■ Aim of the task: Could you retype all of the data below exactly as given?

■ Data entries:
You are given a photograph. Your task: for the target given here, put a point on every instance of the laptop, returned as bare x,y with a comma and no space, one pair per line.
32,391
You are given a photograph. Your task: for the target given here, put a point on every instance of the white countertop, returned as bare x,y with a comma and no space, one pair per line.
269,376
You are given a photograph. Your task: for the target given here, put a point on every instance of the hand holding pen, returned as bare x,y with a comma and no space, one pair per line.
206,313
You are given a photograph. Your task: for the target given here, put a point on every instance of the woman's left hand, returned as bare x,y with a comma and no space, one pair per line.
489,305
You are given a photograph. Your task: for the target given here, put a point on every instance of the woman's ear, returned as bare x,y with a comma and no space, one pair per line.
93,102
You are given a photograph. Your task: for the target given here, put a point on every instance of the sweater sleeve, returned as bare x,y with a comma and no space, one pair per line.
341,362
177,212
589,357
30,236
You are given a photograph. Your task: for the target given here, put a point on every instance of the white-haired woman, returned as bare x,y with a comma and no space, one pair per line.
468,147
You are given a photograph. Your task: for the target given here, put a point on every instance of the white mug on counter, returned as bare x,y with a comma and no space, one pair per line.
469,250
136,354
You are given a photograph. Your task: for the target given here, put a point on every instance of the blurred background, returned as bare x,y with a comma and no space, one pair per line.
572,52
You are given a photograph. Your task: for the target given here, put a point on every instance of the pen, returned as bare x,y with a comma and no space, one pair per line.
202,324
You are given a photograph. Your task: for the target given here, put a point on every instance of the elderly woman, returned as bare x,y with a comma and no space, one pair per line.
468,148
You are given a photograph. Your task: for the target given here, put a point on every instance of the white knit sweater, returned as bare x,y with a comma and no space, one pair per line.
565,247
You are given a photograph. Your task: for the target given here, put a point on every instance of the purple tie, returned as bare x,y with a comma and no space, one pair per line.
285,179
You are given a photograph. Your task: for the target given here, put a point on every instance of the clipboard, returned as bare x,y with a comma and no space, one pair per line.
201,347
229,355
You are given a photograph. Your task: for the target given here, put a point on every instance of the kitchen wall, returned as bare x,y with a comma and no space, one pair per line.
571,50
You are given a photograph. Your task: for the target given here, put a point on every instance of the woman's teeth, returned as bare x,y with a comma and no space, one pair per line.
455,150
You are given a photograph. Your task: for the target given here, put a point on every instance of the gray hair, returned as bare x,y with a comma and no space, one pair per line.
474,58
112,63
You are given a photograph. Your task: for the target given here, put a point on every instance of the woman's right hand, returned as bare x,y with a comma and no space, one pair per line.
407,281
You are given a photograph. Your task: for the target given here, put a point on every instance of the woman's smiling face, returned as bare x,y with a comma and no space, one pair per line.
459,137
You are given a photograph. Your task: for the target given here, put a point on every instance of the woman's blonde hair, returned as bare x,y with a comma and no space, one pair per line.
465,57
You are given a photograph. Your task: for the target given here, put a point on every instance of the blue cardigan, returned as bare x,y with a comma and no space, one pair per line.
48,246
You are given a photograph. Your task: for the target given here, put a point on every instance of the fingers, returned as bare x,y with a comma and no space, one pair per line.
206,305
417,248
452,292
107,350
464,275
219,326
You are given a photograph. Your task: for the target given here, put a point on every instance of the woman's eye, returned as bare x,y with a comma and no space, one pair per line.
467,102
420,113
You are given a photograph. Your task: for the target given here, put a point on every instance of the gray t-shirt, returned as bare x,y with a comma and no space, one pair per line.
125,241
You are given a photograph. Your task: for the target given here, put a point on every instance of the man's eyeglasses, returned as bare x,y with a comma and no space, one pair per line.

■ The answer:
You are given a photograph. Your task: for the target given here, put a point on every instance of the laptop, returned as bare x,y with a comma and no space, one pair per line.
32,391
You are given a photograph. Your task: for the target given here, put a point on every instance of the white countertop, returned as bare x,y with a comma and no space, one pair per line.
269,376
You are given a photograph. Your task: for the target given here, put a point on every instance of the hand holding pen, returned as bare x,y with a comma and no space, one pair per line.
206,313
You are given a photograph. Your task: for the target given here, put a point on every instance of the woman's left hand, returned as bare x,y with a comma and no space, one pair per line.
489,305
You are given a photograph. Your task: for the target given here, put a point on every instance of the woman's ear, returned as bare x,y with a comma and no space, one pair per line.
93,102
You are given a photograph. Your task: for the target given here, put a point on every instance of the sweater sleeve, returned as bare x,y with a comma and no space, one pair per line.
341,362
177,212
589,357
30,236
You are given a photograph. Your task: for the target given here, put a point on every instance of the white-haired woman, returned as bare x,y with a comma and no space, one pair per line.
468,147
You are given a photograph. Your task: for the target given here, put a point on every instance of the white mug on counter, returned as bare x,y with a comma and no space, one pair per line.
469,250
136,354
You are given a photograph. Your task: for the target given here, put a point on every instance of the blurred background, returned as bare x,y with a comma and no space, one pair per line.
572,52
You are given a photograph. Your task: for the target given here, put a point on every instance of the pen, returned as bare x,y with a comma and no space, one pair per line.
202,324
You are given a photograph. Your task: for the target given here, put a point on every instance of the elderly woman, returned as bare x,y with a comma and no space, one pair per line.
468,148
You are given a photograph. Your task: for the target given here, put a point on every instance of the white knit sweater, returned as bare x,y with a comma and no space, one pair per line.
565,247
You are given a photograph. Your task: for the target given here, put a point on every instance of the purple tie, returned as bare x,y with a comma and no space, one pair per line.
285,179
You are given a photograph. Your task: for the target given here, put a point on every instance of the clipboard, returned as bare x,y with a comma and no space, one pair per line.
201,347
229,355
You are given a photograph. Your task: for the target given here, put a point on every instance of the kitchen wall, returned as bare x,y with a comma and no space, one pair per line.
571,50
You are given a photograph. Your task: for the target given here, put a point on every instance of the woman's teeth, returned as bare x,y with a comma and no space, one pair per line.
455,150
You are given a photograph. Your task: for the target given here, put a point on every instance of the gray hair, returned as bare x,y with a comma and no space, one pair per line.
474,58
112,63
You are given a photograph. Your task: for the target given here, put a point on every instance of the woman's right hand, returned as bare x,y with a comma and no space, one pair per line.
407,281
You are given a photograph. Your task: for the target given here, put a point on every instance of the woman's smiling face, returned as bare x,y with a comma and no space, one pair per line.
459,137
You are given a photograph. Your task: for the target given here, put a point on every instance of the woman's blonde hair, returned as bare x,y with a comma and no space, one pair per line.
465,57
You are given a photograph. Your task: for the target given here, put a point on every instance of the blue cardigan, returned as bare x,y with a comma and no space, one pair per line.
48,246
You are given a photograph. Your task: for the target given here, put a point on every instance of the fingers, returned as bare x,y with a comma and no space, one pair per line.
206,305
417,248
452,292
107,350
464,275
219,326
You are given a photograph. Your task: for the target given here, put a point on every instance of the woman's eye, returned as bare x,y with a comma and no space, one pair per line.
467,102
420,113
You are given a photograph. Your task: for the target given here, put a point on every instance of the gray t-shirt, returned as bare x,y with a comma and no space, one pair per line.
125,241
You are given a photograph. Your task: for the target given here, put a point on every instance of the man's eyeglasses, returned as bare x,y with a comma and no space, one pair per line.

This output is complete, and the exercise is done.